• Dataset extract
────────────────
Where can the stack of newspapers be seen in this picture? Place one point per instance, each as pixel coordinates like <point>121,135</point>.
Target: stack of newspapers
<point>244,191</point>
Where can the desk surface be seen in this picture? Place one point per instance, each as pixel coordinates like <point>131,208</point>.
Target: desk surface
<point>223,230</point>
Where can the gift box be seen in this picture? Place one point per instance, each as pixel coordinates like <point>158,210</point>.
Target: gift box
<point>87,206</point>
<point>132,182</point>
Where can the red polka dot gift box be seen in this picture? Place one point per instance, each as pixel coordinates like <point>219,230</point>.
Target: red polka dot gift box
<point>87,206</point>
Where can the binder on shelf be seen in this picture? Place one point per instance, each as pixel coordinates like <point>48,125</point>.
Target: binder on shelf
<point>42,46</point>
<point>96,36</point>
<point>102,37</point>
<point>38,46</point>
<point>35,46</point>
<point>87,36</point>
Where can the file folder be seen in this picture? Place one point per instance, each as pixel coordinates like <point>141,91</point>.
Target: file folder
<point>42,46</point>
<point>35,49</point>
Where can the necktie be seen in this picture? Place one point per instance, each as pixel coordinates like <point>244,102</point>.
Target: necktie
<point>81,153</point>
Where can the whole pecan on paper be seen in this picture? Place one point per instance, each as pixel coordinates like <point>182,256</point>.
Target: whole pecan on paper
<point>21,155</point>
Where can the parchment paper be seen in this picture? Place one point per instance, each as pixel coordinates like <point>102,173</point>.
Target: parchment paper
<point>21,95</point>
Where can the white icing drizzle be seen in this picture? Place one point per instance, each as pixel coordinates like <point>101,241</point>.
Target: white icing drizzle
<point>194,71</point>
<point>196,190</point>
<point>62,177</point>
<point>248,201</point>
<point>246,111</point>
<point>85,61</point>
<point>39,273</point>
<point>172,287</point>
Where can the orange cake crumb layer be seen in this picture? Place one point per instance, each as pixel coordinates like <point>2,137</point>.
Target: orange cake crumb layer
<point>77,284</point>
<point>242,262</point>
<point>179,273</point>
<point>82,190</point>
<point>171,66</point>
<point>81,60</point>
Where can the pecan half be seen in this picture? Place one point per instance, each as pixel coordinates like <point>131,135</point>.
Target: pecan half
────────────────
• Problem statement
Repeat the data. Keep every word the same.

• Answer box
Where can the stack of newspapers be seen in this picture? Place one point per instance, each as pixel coordinates like <point>121,135</point>.
Target: stack of newspapers
<point>244,191</point>
Where can the desk surface be seen in this picture? Place one point per instance, each as pixel coordinates like <point>131,208</point>.
Target: desk surface
<point>223,230</point>
Where can the gift box be seen in this picture? Place one point per instance, each as pixel coordinates like <point>158,210</point>.
Target: gift box
<point>87,206</point>
<point>132,182</point>
Where can the red polka dot gift box be seen in this picture? Place one point per instance, each as pixel coordinates like <point>219,230</point>.
Target: red polka dot gift box
<point>87,206</point>
Where can the binder on shelf be seen in this picture? Place one point per instance, each as pixel coordinates like <point>48,125</point>.
Target: binder on shelf
<point>42,46</point>
<point>96,36</point>
<point>102,37</point>
<point>38,46</point>
<point>35,46</point>
<point>87,36</point>
Where can the file folder be seen in this picture? Place one point per instance, each as pixel coordinates like <point>141,91</point>.
Target: file folder
<point>42,46</point>
<point>35,49</point>
Where can the necktie be seen in this picture? Place one point per instance, each as pixel coordinates like <point>244,102</point>.
Target: necktie
<point>81,153</point>
Where can the whole pecan on paper be seen in this picture? Place one point per instance, each as pixel coordinates like <point>182,256</point>.
Target: whole pecan on paper
<point>21,155</point>
Where can the parchment paper be seen in this picture? Place one point per instance, each as pixel coordinates like <point>102,173</point>.
Target: parchment paper
<point>21,95</point>
Where can the white icing drizzle be seen in this picture? Place one point per instance, each as pixel coordinates like <point>101,241</point>.
Target: white icing drizzle
<point>194,71</point>
<point>196,190</point>
<point>62,177</point>
<point>248,201</point>
<point>246,111</point>
<point>85,61</point>
<point>39,273</point>
<point>172,287</point>
Where can the orange cake crumb layer be seen in this picture? Place one point per instance, each as pixel coordinates like <point>2,137</point>.
Target: orange cake crumb layer
<point>77,284</point>
<point>242,262</point>
<point>179,273</point>
<point>82,190</point>
<point>171,66</point>
<point>81,60</point>
Where can the pecan half be seen in this picture? Place one point per instance, each as pixel coordinates like <point>131,135</point>.
Target: pecan half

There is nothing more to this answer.